• _Exercise objective_: Extract every line of the records below that contains the string "water", copying each line in full. Case counts, so include only lines where the string matches in capitalization as well.

==*==

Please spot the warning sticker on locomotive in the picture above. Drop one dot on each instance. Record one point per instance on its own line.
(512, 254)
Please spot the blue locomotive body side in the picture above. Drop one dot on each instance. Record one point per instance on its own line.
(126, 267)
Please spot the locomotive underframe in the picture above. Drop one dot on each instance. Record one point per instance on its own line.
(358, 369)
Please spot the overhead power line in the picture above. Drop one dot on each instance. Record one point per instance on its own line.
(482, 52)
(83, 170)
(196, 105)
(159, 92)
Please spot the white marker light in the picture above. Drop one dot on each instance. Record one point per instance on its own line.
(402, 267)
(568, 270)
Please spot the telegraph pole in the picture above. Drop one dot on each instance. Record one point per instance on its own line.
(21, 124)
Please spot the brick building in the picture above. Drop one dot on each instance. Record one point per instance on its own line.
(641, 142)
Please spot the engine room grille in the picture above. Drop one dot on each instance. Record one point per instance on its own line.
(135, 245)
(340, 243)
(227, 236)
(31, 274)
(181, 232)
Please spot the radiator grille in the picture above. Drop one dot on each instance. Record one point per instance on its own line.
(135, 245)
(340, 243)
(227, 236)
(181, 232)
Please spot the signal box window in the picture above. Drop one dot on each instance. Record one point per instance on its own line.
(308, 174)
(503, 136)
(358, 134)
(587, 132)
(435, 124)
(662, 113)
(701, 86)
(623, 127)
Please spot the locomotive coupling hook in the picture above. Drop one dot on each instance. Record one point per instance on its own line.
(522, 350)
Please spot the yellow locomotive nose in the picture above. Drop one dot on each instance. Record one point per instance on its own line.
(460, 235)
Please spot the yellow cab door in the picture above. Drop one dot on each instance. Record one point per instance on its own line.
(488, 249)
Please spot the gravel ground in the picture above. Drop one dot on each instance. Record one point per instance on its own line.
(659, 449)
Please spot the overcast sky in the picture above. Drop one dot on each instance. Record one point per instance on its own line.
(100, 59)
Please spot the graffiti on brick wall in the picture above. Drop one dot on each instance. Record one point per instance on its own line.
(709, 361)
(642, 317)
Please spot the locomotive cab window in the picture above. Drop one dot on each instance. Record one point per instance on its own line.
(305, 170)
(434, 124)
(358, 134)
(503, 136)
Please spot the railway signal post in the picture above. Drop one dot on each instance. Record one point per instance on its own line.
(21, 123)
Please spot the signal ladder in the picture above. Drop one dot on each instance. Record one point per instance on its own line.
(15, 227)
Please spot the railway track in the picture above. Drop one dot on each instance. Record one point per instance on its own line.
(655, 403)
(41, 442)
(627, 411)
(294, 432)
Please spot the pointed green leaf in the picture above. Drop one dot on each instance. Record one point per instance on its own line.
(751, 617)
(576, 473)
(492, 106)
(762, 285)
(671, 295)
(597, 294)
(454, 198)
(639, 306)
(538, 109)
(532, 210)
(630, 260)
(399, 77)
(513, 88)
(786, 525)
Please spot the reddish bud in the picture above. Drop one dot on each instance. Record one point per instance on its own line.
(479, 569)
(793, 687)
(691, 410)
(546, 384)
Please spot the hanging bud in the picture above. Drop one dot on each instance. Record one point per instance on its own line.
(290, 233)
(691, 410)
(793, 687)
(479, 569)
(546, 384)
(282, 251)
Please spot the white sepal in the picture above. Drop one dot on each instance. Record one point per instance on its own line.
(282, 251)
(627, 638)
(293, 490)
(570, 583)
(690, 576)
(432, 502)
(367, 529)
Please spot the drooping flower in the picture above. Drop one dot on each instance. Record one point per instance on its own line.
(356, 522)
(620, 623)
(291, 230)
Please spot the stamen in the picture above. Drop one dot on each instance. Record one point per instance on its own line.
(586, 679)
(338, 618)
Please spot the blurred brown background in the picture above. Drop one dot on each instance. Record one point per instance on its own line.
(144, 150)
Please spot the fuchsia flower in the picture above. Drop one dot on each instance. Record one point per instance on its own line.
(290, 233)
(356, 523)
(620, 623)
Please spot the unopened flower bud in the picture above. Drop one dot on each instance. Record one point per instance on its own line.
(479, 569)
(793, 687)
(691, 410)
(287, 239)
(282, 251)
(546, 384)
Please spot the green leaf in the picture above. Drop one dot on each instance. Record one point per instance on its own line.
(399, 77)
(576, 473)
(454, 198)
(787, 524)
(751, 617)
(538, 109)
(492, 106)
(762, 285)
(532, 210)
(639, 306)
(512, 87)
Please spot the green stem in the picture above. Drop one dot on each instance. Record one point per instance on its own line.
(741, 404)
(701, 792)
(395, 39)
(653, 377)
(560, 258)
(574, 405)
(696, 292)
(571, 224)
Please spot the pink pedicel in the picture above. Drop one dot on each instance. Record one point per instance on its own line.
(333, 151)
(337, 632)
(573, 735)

==*==

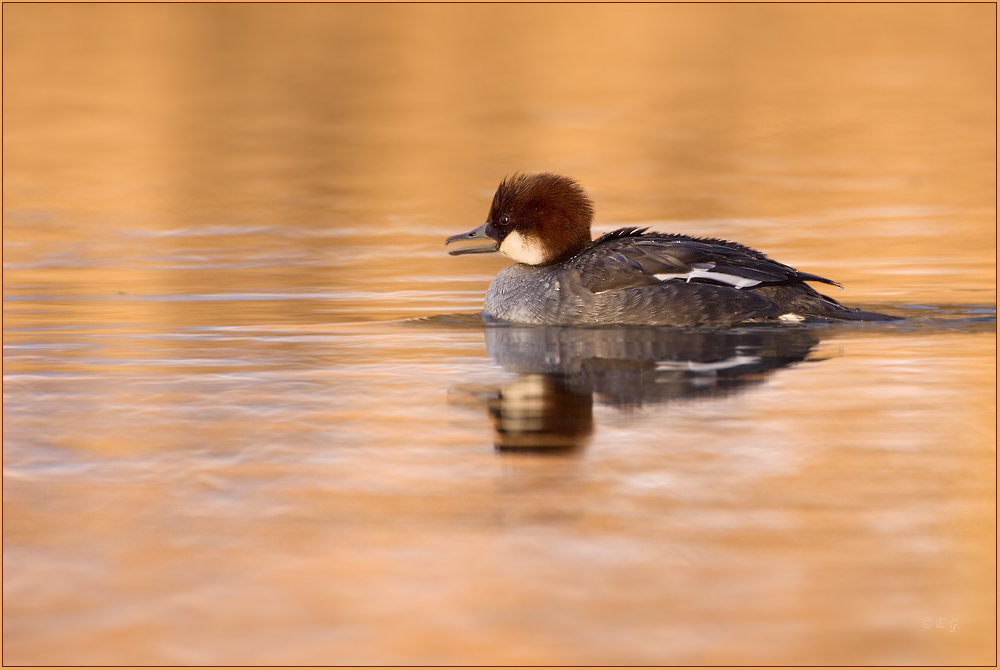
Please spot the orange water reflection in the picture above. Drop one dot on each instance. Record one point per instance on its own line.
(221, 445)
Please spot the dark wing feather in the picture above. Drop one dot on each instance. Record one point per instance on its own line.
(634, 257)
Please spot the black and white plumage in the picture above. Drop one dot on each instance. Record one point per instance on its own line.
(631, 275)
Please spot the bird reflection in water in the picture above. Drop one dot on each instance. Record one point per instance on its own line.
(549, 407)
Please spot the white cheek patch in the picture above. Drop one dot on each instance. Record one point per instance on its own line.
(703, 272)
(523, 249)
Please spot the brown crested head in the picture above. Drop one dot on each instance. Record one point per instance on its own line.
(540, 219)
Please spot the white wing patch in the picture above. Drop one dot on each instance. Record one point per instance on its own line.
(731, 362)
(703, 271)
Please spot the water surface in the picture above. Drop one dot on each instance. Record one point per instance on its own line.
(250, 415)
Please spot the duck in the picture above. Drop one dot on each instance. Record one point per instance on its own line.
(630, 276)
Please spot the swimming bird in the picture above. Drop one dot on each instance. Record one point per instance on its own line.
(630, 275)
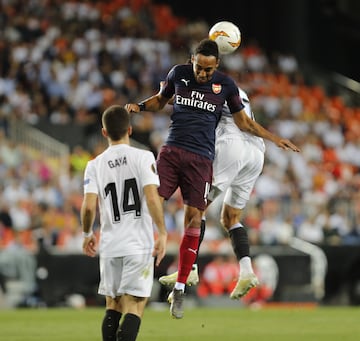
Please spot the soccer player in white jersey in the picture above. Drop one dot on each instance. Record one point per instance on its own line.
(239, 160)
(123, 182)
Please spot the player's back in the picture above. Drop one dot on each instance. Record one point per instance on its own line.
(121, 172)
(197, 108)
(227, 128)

==*==

• _Answer to this task_:
Please spot the orange water reflection in the picture above. Drop one dot on each instance. Record one point per instance on its own line.
Please spot the bird reflection in water in the picture above. Drop one dot on each instance. Record one point per instance on its own line.
Please spot the water surface in the picture above. Drop one dot on each instance. Record one point per instance on its own line.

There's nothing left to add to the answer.